## MATERIAL TO PROCESS
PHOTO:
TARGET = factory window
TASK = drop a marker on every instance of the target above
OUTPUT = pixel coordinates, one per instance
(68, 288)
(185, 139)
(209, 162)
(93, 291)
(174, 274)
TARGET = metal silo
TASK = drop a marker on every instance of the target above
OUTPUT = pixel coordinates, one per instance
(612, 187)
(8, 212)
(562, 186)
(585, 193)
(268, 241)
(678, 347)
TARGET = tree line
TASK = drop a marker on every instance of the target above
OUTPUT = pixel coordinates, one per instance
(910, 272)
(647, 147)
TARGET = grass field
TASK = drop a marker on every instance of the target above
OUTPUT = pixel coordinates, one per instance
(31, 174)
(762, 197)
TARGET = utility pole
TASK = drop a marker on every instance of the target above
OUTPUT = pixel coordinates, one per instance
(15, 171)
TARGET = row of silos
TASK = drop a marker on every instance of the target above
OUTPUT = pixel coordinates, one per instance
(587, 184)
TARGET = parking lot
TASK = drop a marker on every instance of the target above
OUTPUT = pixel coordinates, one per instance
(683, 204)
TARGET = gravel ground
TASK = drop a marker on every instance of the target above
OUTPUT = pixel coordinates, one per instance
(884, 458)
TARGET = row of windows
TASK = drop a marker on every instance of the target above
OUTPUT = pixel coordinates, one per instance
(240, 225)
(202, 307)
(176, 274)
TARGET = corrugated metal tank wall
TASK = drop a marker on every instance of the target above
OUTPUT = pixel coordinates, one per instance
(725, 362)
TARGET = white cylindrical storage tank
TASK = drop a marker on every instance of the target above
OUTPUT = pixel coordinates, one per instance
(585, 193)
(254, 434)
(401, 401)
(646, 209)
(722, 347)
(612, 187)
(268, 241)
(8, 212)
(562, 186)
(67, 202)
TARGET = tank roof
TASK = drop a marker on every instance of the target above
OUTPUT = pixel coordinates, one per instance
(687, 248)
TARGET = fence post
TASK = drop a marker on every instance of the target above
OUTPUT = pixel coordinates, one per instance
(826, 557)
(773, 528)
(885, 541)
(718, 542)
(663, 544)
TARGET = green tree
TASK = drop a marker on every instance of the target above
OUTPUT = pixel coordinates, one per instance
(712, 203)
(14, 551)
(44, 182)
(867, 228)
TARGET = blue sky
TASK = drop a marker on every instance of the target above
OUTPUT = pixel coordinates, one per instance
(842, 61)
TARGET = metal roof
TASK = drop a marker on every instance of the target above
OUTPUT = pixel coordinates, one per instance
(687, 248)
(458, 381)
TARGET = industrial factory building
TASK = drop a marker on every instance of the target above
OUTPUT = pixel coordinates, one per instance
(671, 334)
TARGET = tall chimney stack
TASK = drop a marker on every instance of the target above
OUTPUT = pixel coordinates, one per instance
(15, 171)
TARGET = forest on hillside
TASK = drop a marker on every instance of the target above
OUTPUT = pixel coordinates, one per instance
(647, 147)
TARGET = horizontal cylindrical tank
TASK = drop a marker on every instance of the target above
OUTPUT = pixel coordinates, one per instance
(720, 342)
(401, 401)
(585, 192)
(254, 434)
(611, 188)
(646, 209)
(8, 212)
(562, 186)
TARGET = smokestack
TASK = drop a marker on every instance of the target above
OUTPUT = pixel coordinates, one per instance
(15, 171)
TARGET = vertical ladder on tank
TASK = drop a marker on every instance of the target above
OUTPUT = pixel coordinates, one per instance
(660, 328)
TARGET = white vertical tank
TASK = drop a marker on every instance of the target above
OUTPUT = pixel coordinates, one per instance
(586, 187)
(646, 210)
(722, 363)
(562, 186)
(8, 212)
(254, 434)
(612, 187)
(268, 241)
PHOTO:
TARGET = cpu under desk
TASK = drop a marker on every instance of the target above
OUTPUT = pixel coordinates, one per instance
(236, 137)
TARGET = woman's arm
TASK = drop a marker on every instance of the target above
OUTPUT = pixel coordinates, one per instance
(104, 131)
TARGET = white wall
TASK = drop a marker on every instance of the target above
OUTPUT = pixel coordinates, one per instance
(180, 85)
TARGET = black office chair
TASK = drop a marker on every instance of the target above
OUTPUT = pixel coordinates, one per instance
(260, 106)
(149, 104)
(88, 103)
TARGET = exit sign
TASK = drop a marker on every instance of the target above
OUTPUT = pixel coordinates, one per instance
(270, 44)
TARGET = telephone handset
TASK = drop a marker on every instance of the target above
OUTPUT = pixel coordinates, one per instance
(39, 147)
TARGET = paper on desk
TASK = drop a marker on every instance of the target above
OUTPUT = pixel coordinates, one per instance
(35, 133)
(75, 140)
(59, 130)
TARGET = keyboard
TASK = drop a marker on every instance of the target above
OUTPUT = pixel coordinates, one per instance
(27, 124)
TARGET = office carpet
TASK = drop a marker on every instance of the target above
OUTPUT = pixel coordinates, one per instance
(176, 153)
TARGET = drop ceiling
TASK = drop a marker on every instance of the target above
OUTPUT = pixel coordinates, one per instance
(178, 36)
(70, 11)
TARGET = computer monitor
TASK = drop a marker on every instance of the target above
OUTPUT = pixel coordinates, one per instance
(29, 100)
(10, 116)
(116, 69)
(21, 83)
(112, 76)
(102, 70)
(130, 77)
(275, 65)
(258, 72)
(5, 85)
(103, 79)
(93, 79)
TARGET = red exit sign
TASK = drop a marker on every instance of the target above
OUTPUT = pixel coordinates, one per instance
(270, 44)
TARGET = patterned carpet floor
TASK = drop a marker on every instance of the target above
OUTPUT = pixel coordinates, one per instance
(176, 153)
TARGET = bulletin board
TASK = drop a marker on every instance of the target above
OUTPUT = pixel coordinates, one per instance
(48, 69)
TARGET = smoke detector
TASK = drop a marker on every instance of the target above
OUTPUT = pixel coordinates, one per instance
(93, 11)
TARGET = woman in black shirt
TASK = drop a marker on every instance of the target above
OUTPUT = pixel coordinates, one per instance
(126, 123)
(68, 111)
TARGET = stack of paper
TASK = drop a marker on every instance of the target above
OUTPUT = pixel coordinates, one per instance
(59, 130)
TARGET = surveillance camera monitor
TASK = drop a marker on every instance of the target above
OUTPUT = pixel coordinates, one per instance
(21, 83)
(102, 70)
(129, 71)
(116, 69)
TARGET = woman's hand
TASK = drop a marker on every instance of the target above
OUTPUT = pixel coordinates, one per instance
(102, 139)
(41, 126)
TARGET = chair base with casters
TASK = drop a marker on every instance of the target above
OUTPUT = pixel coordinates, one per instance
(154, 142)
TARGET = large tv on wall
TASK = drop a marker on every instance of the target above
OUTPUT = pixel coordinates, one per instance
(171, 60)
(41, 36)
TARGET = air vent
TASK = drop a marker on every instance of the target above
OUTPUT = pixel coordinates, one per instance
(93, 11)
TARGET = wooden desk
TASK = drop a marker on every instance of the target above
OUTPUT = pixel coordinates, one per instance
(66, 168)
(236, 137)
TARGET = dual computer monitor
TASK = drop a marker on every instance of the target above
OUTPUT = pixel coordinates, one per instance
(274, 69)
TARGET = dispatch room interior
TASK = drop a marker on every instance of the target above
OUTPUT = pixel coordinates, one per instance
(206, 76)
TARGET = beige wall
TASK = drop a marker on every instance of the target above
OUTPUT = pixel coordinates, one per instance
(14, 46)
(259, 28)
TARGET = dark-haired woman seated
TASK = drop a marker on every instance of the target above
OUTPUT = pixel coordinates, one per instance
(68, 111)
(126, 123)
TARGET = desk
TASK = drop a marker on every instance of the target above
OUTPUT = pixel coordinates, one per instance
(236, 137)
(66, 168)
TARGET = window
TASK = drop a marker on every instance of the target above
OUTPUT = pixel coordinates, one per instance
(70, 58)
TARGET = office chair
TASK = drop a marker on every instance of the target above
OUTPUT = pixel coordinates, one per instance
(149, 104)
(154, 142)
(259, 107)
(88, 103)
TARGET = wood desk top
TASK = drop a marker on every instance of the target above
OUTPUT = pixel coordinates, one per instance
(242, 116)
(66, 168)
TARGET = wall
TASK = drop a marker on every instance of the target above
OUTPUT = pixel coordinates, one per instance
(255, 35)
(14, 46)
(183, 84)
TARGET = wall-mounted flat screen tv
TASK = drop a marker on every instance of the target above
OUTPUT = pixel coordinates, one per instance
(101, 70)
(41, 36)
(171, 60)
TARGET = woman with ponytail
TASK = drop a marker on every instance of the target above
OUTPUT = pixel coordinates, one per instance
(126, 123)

## DIRECTIONS
Output exactly the lines between the one containing "TARGET = dark-haired woman seated" and the final line above, both inclusive.

## SOLUTION TO THIS PROBLEM
TARGET = dark-haired woman seated
TASK = drop a marker on every instance of the target above
OUTPUT = pixel coordinates, one per instance
(68, 111)
(126, 123)
TARGET = desk
TASK = drop a marker on every instance of the target above
OUTPUT = pixel coordinates, one per instance
(236, 137)
(66, 168)
TARGET = window
TASK = drop a marker on every instance of the target above
OUTPUT = pixel coordinates, one per instance
(70, 58)
TARGET = office chair
TASK = drop a marker on every instance of the target above
OUTPUT = pixel coordinates, one per instance
(149, 104)
(154, 142)
(259, 107)
(88, 103)
TARGET = wood desk top
TASK = drop a marker on every instance of the target above
OUTPUT = pixel coordinates, one per instance
(242, 116)
(66, 168)
TARGET = wall
TASK = drop a marker on every instance of the target above
OUTPUT = pixel coordinates, one per instance
(255, 35)
(14, 46)
(183, 84)
TARGET = wall-mounted flat screen tv
TASK = drop a marker on every instance of the target above
OUTPUT = pixel coordinates, one per instance
(101, 70)
(41, 36)
(171, 60)
TARGET = woman with ponytail
TASK = drop a marker on every instance of the target above
OUTPUT = pixel coordinates, one per instance
(126, 123)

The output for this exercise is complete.